*REQUIRED WORK*:
Below are the records; copy exactly the stretch from the line containing "Target: double-flowered blossom" through the line containing "Find the pink", both ends included, and nothing else.

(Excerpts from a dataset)

+--

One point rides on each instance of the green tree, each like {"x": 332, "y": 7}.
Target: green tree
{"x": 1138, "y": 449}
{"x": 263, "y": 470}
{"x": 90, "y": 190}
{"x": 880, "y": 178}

+--

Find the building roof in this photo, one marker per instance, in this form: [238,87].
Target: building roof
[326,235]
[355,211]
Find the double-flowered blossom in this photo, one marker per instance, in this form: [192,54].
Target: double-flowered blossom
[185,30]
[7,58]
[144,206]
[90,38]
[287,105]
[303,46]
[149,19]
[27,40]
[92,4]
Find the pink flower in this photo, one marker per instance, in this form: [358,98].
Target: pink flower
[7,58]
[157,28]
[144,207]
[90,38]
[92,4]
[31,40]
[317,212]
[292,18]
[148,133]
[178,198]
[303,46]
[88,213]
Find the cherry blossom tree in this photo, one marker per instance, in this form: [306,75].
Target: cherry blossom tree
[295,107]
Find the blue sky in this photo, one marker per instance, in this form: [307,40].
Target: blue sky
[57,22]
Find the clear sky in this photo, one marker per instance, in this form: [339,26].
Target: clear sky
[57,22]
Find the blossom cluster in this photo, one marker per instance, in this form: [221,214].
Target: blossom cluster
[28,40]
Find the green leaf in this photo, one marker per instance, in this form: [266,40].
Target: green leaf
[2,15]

+--

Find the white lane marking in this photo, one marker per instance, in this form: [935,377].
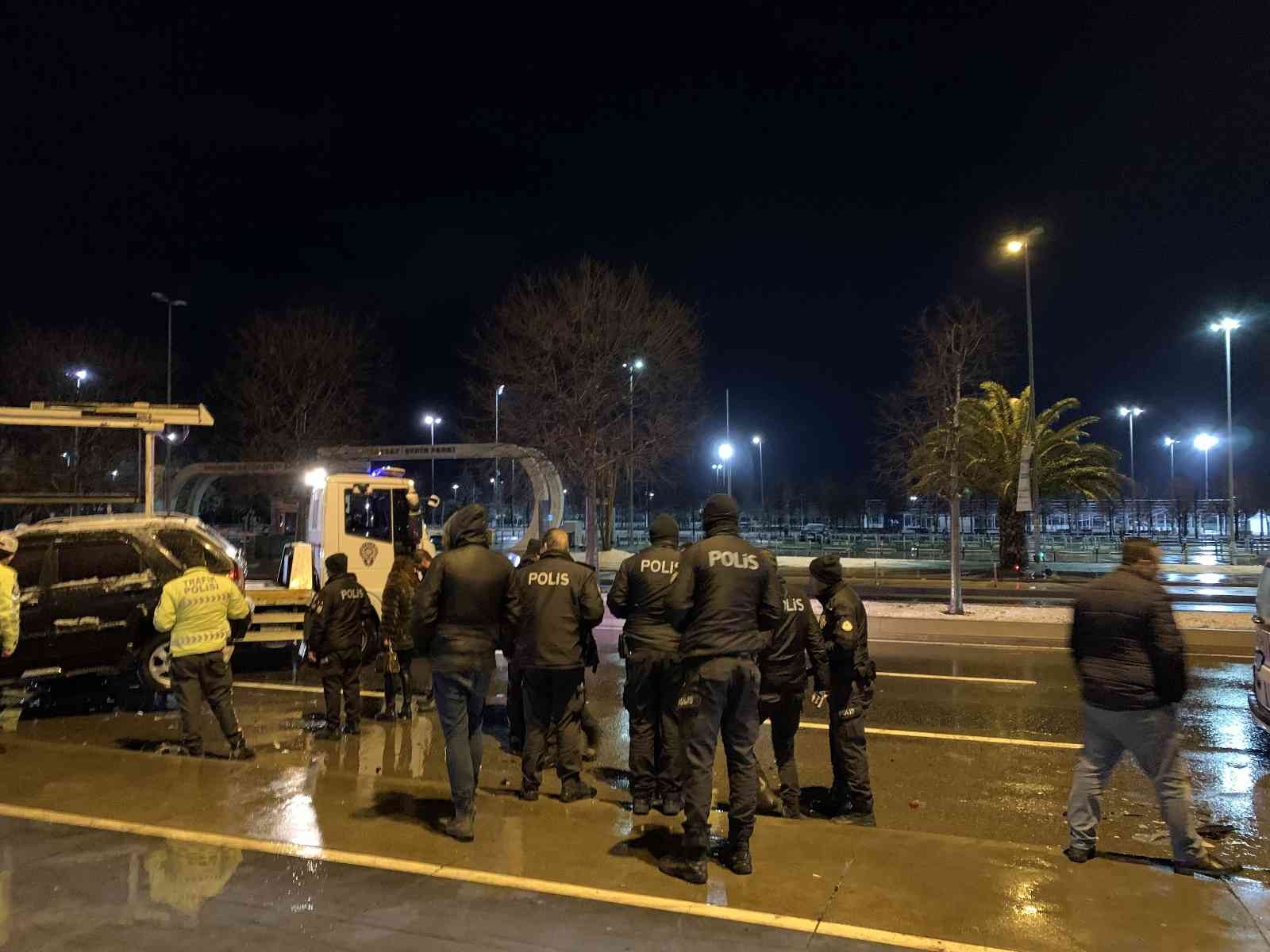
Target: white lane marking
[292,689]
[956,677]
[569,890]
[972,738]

+--

*SOLUTION TO THE EXERCISE*:
Target: double-flowered blossom
[185,30]
[7,58]
[144,206]
[90,38]
[287,105]
[303,46]
[149,19]
[27,40]
[92,4]
Find the pink flower in this photo, one marker per instance, in this form: [358,98].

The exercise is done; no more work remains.